-- start Material provided --
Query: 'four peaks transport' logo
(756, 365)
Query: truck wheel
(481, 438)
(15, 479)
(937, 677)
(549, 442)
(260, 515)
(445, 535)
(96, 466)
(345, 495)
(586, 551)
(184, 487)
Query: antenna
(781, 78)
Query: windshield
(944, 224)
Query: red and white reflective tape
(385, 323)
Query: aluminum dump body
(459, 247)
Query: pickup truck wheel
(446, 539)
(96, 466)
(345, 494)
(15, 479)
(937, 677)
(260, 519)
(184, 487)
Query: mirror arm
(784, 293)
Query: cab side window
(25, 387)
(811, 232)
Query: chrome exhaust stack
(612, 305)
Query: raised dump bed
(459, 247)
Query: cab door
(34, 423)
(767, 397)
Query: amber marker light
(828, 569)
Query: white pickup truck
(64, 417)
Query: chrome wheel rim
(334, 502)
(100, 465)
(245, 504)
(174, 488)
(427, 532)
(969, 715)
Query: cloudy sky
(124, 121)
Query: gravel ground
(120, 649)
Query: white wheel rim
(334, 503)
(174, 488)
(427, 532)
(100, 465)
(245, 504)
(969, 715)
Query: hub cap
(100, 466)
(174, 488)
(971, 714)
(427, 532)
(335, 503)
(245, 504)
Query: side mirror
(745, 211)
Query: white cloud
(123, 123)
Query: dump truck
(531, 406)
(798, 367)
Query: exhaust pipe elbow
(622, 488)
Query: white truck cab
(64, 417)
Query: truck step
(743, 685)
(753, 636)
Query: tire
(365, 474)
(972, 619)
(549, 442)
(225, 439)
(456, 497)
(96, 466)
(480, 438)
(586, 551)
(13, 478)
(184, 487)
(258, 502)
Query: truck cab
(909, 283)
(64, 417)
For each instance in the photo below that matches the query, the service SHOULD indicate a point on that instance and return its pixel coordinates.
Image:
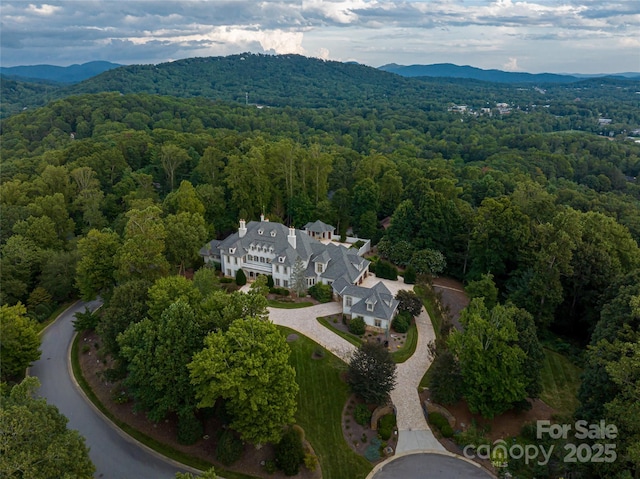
-- end Material provided --
Instructions to follow: Arrange every line of the listing above as a numbered list, omitting blank lines. Leave the picture out of the answer.

Reply:
1. Query: 'four peaks transport' logo
2. (756, 365)
3. Query: truck wheel
4. (481, 438)
5. (15, 479)
6. (937, 677)
7. (549, 442)
8. (260, 515)
9. (445, 535)
10. (96, 466)
11. (345, 495)
12. (586, 551)
13. (184, 487)
14. Query: antenna
15. (781, 78)
16. Query: windshield
17. (944, 224)
18. Query: red and white reflective tape
19. (385, 323)
20. Query: aluminum dump body
21. (459, 247)
22. Query: pickup truck wheel
23. (446, 539)
24. (96, 466)
25. (345, 494)
26. (15, 479)
27. (937, 677)
28. (260, 519)
29. (184, 487)
30. Query: mirror arm
31. (784, 293)
32. Query: cab side window
33. (25, 387)
34. (811, 232)
35. Query: chrome exhaust stack
36. (612, 305)
37. Query: raised dump bed
38. (459, 247)
39. Query: cab door
40. (34, 423)
41. (767, 397)
42. Query: amber marker light
43. (828, 569)
44. Query: white pickup truck
45. (64, 417)
46. Query: chrome wheel rim
47. (334, 502)
48. (100, 465)
49. (245, 504)
50. (174, 488)
51. (427, 532)
52. (969, 715)
53. Query: cloudy sky
54. (124, 121)
55. Query: gravel ground
56. (120, 649)
57. Query: white wheel rim
58. (334, 503)
59. (174, 488)
60. (427, 532)
61. (100, 465)
62. (245, 504)
63. (969, 715)
64. Query: hub cap
65. (100, 466)
66. (174, 488)
67. (971, 714)
68. (427, 532)
69. (335, 503)
70. (245, 504)
71. Query: side mirror
72. (745, 211)
73. Query: white cloud
74. (123, 123)
75. Query: dump truck
76. (531, 406)
77. (798, 367)
78. Query: exhaust pipe elbow
79. (622, 488)
80. Query: white truck cab
81. (64, 417)
82. Query: truck step
83. (743, 685)
84. (753, 636)
85. Query: tire
86. (365, 474)
87. (972, 619)
88. (549, 442)
89. (225, 439)
90. (456, 497)
91. (96, 466)
92. (480, 438)
93. (586, 551)
94. (13, 478)
95. (184, 487)
96. (258, 502)
97. Query: truck cab
98. (909, 283)
99. (64, 417)
100. For each instance in the photo below that matches the query, the service SHOULD indicate a point on that instance and return its pixel coordinates.
101. Image:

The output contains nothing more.